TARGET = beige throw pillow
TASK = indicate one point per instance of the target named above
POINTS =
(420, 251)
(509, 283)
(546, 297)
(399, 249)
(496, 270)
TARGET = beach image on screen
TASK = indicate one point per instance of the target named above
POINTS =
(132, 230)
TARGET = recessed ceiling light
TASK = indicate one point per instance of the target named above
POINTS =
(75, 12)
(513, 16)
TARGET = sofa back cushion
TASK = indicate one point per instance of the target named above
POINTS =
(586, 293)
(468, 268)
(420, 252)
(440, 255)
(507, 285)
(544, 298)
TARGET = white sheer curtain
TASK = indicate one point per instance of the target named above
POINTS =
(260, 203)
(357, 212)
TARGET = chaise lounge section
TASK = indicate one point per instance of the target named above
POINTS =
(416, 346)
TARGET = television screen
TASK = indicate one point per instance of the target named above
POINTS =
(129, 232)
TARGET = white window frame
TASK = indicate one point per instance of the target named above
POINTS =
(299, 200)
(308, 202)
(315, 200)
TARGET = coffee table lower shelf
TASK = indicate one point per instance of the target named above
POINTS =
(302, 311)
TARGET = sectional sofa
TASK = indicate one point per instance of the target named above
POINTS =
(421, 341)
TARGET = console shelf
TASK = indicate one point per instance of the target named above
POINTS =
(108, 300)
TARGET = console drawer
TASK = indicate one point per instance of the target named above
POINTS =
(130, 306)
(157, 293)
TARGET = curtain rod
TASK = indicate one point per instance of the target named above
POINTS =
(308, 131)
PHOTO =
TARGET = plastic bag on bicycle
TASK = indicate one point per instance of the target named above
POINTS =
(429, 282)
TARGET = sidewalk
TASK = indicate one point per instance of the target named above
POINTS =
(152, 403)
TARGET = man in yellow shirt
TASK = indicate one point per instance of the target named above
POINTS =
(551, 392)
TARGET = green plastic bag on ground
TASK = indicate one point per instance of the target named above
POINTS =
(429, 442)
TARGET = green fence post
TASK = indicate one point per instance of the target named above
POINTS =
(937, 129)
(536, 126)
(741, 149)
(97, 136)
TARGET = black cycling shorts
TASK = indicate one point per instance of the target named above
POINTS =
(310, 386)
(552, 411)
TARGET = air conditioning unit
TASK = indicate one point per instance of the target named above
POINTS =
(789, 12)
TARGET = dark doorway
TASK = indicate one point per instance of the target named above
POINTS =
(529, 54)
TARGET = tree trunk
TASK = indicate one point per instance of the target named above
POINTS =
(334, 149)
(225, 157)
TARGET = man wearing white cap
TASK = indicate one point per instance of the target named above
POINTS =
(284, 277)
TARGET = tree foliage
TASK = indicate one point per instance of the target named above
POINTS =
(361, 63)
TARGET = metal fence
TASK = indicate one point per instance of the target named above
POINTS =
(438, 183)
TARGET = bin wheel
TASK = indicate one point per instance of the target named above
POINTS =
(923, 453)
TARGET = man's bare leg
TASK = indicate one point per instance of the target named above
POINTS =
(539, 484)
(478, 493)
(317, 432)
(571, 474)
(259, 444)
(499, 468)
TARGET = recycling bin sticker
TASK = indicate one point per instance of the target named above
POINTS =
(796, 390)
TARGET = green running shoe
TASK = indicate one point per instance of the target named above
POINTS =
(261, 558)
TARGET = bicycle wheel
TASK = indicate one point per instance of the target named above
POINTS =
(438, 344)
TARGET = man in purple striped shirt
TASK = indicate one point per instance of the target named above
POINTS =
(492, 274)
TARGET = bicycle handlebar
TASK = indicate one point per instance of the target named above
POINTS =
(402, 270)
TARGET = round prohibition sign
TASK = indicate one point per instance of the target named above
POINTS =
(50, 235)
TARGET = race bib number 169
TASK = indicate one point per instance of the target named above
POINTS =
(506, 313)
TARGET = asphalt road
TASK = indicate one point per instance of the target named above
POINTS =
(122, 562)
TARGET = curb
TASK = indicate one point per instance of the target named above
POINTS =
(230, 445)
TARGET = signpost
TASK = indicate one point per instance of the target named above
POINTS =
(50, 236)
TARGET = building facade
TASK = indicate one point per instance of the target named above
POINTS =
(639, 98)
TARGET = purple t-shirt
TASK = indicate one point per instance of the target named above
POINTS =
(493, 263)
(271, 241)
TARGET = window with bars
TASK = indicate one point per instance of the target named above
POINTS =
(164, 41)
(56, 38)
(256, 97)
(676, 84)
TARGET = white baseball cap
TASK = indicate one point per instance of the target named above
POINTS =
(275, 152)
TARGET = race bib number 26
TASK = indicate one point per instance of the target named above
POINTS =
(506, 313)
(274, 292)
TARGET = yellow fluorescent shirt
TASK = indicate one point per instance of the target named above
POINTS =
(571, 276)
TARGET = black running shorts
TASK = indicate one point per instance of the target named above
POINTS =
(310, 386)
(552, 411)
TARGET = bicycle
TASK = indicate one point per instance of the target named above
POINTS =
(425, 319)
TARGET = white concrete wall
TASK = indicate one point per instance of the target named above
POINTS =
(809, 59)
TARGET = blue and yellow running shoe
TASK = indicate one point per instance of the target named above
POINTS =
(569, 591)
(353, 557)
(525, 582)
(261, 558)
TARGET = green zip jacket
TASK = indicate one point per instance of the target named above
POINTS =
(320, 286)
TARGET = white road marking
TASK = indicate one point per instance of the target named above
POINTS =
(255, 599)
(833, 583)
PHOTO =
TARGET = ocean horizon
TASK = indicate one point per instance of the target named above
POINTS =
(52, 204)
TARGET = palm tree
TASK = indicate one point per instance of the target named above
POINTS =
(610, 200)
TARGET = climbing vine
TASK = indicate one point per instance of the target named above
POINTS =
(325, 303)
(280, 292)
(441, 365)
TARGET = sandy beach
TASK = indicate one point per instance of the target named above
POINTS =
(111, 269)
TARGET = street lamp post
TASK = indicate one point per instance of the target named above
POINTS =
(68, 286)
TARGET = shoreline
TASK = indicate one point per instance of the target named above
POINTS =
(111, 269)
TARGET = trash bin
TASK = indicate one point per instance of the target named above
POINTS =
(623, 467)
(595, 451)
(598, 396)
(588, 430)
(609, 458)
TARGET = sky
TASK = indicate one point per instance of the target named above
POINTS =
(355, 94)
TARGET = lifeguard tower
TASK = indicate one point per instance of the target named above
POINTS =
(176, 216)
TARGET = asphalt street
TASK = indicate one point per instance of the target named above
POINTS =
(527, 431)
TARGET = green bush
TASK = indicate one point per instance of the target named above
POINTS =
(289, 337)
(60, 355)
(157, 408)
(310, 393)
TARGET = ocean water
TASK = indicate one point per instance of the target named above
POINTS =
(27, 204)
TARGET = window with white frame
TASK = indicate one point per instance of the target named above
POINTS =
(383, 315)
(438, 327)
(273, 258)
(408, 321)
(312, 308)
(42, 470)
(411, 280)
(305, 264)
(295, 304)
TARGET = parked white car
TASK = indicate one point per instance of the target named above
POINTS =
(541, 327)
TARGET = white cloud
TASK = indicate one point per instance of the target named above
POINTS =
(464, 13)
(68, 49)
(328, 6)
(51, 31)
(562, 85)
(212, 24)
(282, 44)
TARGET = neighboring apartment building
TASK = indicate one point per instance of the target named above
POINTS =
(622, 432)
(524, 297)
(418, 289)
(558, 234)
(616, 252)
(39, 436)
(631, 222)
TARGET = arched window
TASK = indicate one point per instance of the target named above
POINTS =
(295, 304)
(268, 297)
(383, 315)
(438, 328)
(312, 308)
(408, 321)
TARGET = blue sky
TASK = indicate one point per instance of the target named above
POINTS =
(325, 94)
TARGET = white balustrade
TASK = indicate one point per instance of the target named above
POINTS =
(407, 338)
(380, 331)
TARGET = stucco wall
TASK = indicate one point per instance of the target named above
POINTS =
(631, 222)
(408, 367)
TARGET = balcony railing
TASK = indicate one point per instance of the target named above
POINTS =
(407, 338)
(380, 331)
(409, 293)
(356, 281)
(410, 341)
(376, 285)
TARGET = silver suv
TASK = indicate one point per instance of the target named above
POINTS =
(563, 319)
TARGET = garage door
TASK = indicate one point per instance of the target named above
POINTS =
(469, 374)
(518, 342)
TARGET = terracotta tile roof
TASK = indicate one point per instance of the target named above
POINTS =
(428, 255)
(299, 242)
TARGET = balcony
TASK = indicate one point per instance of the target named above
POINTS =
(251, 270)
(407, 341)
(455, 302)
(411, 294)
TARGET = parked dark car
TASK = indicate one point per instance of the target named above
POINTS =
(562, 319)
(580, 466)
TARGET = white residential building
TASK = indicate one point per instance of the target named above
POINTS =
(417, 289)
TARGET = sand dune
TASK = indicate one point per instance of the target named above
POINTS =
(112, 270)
---------------
» Exercise instructions
Retype the lines from the one containing "TARGET = sand dune" to the end of the lines, both included, reproducing each line exactly.

» Exercise output
TARGET = sand dune
TASK = indicate one point per instance of the target named above
POINTS =
(112, 270)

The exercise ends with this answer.